(Exercise prompt) Report every line of the data below that contains the word "pancake", copying each such line in full.

(Stored data)
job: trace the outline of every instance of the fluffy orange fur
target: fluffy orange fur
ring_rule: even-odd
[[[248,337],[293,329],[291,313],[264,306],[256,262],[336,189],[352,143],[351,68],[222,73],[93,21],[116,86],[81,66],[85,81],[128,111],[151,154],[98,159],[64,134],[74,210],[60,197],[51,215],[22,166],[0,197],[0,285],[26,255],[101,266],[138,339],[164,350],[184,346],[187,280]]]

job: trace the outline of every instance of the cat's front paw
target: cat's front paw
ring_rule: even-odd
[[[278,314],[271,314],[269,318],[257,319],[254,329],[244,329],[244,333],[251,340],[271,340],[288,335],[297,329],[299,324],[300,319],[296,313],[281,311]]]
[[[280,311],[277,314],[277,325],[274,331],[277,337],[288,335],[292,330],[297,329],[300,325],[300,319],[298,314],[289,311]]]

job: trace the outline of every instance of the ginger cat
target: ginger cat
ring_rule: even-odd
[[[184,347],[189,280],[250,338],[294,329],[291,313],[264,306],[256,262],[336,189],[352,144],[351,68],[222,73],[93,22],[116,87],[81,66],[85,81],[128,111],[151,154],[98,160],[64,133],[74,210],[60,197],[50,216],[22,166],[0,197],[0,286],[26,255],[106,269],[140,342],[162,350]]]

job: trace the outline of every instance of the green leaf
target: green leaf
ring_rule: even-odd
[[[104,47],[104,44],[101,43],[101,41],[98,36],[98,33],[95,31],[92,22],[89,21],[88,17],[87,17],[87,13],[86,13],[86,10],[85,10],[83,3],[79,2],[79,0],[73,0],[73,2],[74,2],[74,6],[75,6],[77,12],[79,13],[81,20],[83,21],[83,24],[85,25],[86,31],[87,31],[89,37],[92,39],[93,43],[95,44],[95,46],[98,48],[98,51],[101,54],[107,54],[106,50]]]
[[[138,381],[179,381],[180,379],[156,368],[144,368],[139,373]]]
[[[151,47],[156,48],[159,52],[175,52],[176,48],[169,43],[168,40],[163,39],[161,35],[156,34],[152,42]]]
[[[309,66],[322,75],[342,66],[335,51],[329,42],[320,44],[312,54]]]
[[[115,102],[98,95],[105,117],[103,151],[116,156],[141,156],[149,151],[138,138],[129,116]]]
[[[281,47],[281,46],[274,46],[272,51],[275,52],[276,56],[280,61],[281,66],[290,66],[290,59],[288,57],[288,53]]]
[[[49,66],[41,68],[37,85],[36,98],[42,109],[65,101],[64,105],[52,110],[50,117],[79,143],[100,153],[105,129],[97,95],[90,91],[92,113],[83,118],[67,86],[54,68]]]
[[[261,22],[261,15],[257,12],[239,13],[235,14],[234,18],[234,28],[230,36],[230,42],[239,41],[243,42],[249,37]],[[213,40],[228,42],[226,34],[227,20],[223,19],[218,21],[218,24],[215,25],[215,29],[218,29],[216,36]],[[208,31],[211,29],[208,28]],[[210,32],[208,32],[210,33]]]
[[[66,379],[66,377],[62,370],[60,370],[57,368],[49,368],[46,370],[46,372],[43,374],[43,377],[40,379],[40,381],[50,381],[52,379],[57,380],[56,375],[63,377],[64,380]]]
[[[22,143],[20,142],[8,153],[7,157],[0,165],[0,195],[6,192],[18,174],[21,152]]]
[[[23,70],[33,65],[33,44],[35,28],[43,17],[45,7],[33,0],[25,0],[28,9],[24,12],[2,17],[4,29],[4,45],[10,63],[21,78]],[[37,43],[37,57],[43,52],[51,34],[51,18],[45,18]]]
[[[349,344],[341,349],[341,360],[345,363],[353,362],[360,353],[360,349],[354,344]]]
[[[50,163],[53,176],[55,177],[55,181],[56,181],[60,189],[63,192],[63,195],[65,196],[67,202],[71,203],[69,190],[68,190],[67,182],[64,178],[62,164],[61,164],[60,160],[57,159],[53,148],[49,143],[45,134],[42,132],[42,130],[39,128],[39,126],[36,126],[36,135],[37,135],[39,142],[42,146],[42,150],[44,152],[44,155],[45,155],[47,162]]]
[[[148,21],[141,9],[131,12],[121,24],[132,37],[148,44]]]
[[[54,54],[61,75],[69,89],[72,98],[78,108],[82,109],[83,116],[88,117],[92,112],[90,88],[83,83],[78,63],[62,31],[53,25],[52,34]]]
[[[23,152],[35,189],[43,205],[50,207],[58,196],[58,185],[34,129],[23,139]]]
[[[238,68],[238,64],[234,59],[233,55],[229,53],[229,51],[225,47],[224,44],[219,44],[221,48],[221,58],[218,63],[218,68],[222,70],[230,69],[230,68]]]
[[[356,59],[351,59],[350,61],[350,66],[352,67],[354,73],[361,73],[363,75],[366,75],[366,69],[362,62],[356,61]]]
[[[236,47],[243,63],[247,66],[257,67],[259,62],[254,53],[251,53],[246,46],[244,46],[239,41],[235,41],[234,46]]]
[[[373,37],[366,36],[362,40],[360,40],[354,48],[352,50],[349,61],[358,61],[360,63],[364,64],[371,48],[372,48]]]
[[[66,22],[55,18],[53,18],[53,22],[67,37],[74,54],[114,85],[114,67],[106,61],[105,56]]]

* * *

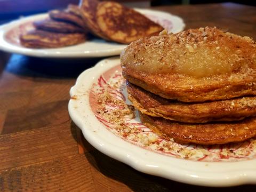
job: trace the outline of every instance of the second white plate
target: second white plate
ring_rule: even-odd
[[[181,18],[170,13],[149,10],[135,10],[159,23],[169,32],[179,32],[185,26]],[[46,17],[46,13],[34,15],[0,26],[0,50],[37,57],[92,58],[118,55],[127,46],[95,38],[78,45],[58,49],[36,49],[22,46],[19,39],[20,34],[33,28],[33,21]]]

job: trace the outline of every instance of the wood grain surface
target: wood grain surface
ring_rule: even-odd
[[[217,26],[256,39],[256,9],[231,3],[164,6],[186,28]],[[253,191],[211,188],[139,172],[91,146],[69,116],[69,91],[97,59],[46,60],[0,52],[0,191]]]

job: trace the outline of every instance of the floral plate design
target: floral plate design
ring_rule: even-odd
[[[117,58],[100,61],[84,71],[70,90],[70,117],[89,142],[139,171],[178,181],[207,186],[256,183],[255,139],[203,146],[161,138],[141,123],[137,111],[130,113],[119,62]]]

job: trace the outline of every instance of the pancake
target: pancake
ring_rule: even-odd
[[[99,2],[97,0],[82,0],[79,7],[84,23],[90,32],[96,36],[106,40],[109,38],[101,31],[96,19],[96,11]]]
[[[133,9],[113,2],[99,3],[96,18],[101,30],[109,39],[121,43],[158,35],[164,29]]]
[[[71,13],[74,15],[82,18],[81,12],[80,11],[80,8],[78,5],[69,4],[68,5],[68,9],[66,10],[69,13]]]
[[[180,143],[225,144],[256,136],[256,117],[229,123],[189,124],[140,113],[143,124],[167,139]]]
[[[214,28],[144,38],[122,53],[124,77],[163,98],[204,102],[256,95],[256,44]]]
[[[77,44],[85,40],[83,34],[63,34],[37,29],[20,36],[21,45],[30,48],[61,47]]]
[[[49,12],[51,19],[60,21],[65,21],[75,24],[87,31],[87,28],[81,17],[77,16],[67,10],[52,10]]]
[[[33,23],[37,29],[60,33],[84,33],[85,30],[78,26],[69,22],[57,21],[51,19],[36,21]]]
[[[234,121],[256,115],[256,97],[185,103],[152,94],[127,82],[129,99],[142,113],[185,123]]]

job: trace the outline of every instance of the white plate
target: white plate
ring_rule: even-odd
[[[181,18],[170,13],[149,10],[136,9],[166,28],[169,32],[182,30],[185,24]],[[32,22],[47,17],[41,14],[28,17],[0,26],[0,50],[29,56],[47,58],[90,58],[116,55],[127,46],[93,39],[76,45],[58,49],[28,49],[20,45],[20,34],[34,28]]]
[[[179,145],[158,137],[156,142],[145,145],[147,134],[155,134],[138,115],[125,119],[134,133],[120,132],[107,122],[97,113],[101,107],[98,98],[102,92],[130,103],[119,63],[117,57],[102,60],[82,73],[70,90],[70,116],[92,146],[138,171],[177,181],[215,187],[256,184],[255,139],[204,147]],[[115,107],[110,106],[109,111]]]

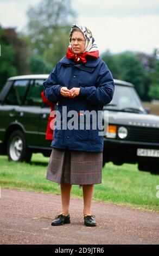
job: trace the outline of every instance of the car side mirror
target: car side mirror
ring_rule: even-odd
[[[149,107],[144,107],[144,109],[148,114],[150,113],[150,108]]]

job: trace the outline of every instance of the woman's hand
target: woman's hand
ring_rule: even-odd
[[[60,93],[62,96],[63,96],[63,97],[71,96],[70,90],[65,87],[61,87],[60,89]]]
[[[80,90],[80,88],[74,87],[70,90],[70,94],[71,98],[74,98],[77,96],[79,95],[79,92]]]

(Exercise output)
job: trace the outline of every instance of the pancake
target: pancake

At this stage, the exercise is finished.